[[ Entries shown, beginning ]]

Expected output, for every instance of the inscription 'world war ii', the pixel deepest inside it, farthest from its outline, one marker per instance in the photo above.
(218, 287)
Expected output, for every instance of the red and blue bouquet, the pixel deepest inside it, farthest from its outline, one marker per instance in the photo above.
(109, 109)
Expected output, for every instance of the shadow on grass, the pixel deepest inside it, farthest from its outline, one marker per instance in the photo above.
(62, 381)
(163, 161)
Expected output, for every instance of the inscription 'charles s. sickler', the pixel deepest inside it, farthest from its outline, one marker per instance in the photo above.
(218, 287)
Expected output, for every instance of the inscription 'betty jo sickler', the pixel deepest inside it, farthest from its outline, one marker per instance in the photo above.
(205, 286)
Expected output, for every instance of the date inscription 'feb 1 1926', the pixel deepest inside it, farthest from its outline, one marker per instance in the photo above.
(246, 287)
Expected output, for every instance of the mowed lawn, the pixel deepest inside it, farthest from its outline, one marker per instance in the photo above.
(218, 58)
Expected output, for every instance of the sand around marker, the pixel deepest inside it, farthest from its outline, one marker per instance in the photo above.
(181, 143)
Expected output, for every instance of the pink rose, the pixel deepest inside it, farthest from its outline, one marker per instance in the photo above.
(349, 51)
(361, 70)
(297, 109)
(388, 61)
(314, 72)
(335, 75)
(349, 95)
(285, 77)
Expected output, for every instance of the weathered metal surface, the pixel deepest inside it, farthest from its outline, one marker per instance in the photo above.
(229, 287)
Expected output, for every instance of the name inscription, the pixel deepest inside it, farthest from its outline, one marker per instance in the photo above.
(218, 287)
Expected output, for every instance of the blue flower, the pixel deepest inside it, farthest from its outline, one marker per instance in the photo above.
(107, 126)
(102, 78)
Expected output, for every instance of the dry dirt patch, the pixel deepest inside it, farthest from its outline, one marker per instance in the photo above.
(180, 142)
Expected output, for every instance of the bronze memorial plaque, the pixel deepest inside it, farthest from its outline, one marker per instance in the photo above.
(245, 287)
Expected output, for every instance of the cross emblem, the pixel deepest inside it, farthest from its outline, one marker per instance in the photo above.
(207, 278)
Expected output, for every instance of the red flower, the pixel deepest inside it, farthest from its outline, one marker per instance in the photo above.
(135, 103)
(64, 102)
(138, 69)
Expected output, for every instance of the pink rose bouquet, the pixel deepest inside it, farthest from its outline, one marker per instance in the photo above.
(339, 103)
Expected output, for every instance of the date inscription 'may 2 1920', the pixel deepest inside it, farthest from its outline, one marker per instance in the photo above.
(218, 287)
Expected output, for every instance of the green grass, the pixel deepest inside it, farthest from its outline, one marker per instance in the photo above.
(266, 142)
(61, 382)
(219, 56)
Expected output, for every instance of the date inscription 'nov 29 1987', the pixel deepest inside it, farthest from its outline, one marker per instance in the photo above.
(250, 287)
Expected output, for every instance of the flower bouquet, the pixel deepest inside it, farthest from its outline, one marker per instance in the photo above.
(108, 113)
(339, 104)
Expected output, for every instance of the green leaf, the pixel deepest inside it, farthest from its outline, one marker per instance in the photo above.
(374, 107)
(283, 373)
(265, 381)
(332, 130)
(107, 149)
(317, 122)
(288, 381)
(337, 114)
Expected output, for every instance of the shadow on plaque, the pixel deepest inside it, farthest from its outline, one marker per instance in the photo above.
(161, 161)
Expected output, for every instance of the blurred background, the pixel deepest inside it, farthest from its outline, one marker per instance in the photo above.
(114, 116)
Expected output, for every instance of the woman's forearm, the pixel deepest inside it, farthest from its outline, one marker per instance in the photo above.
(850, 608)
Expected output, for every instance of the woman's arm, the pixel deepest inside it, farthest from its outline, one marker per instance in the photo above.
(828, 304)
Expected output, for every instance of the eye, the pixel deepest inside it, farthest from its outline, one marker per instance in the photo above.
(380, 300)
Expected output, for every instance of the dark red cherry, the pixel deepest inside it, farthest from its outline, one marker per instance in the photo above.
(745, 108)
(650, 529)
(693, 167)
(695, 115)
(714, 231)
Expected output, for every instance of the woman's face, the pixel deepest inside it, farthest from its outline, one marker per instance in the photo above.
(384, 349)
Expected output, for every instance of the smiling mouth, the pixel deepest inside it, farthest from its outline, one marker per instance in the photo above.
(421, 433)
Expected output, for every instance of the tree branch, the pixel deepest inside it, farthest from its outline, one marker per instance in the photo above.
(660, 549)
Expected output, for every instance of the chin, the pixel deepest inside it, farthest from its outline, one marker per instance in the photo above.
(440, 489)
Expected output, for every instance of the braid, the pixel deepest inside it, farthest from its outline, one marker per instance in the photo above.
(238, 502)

[[ Entries shown, end ]]

* Instructions for the task *
Transcribe exactly the lines from the one containing "Expected output, for every instance of the tree" through the end of the records, both included, and nothing else.

* Response area *
Expected output, for every instance of the tree branch, the pixel deepest inside it, farthest from its outline, one marker per instance in the photo above.
(660, 549)
Expected output, for every instance of the chin, the pixel deepest inside it, farthest from its outline, one marker per instance in the photo above.
(440, 489)
Expected output, for every instance of the braid, the pixel deepest inside it, farthest from its outline, one marker per instance in the photo above.
(238, 502)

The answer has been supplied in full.